Top of EXCERPTED TEXT

Are You a Thought Leader in Your Own Home?
November 22, 2016
Are You a Thought Leader in Your Own Home?

By Lisa Messinger
www.creators.com


Online, "thought leaders" and "social media influencers" are big deals. They are terms that have been coined and represent rarefied people who yield lots of power on the Internet due to benchmarks they've achieved. Sometimes, they give TED Talks (described by the TED organization as "devoted to spreading ideas, usually in the form of short, powerful talks") that have gone viral and attracted millions of views, such as the ones by Facebook Chief Operating Officer Sheryl Sandberg where she famously challenged women to "lean in."

Man or woman, do you "lean in" in your own home, which Reddit defined from Sandberg's movement as, "to be assertive, to move toward a leading, rather than a following, role?" Are you a social media influencer among your family members, who you can persuade due to your credibility, and a thought leader, who is influential and authoritative? 

Perhaps, sometimes we're leaning to others to guide us in these roles rather than the deep connections in our own homes that can help make immediate measurable differences. TED Talks, for instance, have led to TEDx Talks, about which the TED organization notes: "In the spirit of TED's mission, 'ideas worth spreading,' the TEDx program helps communities, organizations, and individuals produce TED-style events at the local level. TEDx events are planned and coordinated independently, on a community by community basis, under a free license from TED."

Like others, those who speak at the TEDx local level (which a map shows has flourished worldwide) usually may want to spread not only their words, but their brands. All speakers can provide us with great information, but be sure your perch as a thought leader is assured at home as online activity takes up more time for family members. 

I didn't know the difference between the local TEDx talks from the original TED Talks when I first saw it promoted on the website of an acquaintance and watched a few videos on his website taped of him speaking at the regional TEDx talks in his home state. John's* high school public speaking ability showed as he confidently tried to persuade people in the audience exactly what steps would take their careers to the next level. 

I recognized the tone. My Facebook account was for work, but John connected with me there and asked to reconnect with me when he would be visiting my state. I thought we might have a connection like we had years before. John, however, spent two hours in the diner where we met forcefully trying to persuade me not to follow the slow-simmer gut instincts I had regarding my next steps at the major cutting-edge media corporation I had been recruited to work for more than five years, including a management promotion, but to follow his commands. 

Because he was such a persuasive speaker, I was pondering John's advice for days after he left town. Suddenly, I realized, though, that while I had worked every day since winning a television page position over 3,000 candidates a week after getting out of high school, through my journalism, book authoring, and simultaneous management position at a large media company, though John had a good education and had consulted with businesses in the 1980s through part of the 1990s, he had not worked for a business during the entirety of the new century! Why was I considering listening to his quick judgements on nuanced and sensitive moves I might make? I knew my industry (which he had never worked in) much more than he did, especially when many, including me, and a Pulitzer Prize winner like Thomas L. Friedman in his "The World Is Flat: A Brief History of the Twenty-First Centurydeclared the entire landscape of "work" had irrevocably changed.

Bottom of EXCERPTED TEXT
Top of MATERIAL PROVIDED

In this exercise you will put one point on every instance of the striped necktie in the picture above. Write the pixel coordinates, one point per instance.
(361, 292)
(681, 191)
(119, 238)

Bottom of MATERIAL PROVIDED

**TRY IT:**
Answer these questions using the article on thought leadership at home:
(a) What did Sheryl Sandberg famously challenge women to do?
(b) Under what kind of license from TED are TEDx events planned and coordinated?
(c) How many candidates did the writer beat for the television page position?
The listing is separate material and is not part of the article on thought leadership at home.

**WRITTEN SOLUTION:**
(a) To "lean in."
(b) A free license from TED.
(c) Over 3,000 candidates.